- **Problem statement**
Your reply should reproduce each line below exactly and carry none of the pictures.

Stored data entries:

☆ ☆ ☆

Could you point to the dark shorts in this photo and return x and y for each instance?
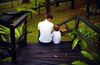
(43, 43)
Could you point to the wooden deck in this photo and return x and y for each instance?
(47, 55)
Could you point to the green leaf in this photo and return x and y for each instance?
(79, 63)
(87, 55)
(75, 42)
(83, 44)
(20, 9)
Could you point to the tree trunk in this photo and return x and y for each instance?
(47, 6)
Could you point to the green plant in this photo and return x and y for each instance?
(79, 63)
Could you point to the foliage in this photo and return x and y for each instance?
(5, 32)
(75, 42)
(8, 59)
(87, 55)
(79, 63)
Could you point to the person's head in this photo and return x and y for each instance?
(56, 27)
(49, 17)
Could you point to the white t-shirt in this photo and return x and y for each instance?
(56, 35)
(45, 28)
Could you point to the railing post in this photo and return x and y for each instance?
(13, 44)
(25, 36)
(76, 23)
(88, 8)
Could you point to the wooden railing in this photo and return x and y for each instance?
(15, 42)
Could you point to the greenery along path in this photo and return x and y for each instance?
(61, 54)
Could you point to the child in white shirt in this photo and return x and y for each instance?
(56, 35)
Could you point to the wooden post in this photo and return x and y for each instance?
(35, 2)
(88, 8)
(13, 44)
(12, 3)
(72, 4)
(47, 6)
(25, 36)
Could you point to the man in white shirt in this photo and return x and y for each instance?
(45, 29)
(56, 35)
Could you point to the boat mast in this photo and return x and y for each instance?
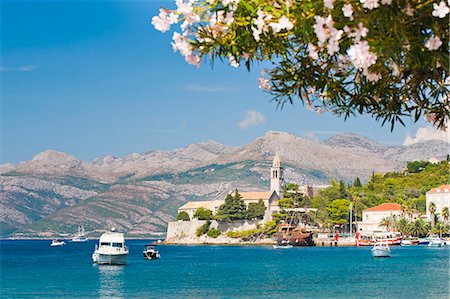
(351, 219)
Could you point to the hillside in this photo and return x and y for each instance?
(138, 193)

☆ ☆ ☆

- **Output for this task**
Could you point to the dark shorts in this photo and return x and y for each instance?
(43, 43)
Could you point to the wooden deck in this photo and return x and y for each instance?
(47, 55)
Could you point to the green leaf in this photo and return x and y for each instance?
(79, 63)
(87, 55)
(75, 42)
(83, 44)
(20, 9)
Could you point to the tree trunk in this photo and return x and y for each instance?
(47, 6)
Could you point to the green plant in this photo and return x and y for each instance?
(79, 63)
Could you point to the foliage in this photo and return x and y for each instance?
(5, 32)
(75, 42)
(8, 59)
(87, 55)
(79, 63)
Could you point to the person's head in this photo and return x and y for each instance?
(56, 27)
(49, 17)
Could you point to the white t-shirt in this photo and return x and y for each instance?
(56, 35)
(45, 28)
Could you point to the railing post in this photo and return x and y for each instance?
(13, 44)
(25, 36)
(76, 23)
(88, 8)
Could you point to the wooden railing in this photo and return x and y for each instance?
(15, 42)
Could you point to the greenery along path in this photo and return x and y for each instance?
(61, 54)
Could you point to the child in white shirt in this photo and return x and y for each instance?
(56, 35)
Could you point to the wooden post in this photo and return x and y for each instance?
(35, 2)
(88, 8)
(13, 44)
(12, 3)
(72, 4)
(47, 6)
(25, 36)
Could you point to the man in white shirt in this photo and return x and y for each instance?
(45, 29)
(56, 35)
Could you point to the boat mast in this photo and return x and y for each instance?
(351, 219)
Could you point to the hillside in this photo and return x and y for each instance?
(138, 193)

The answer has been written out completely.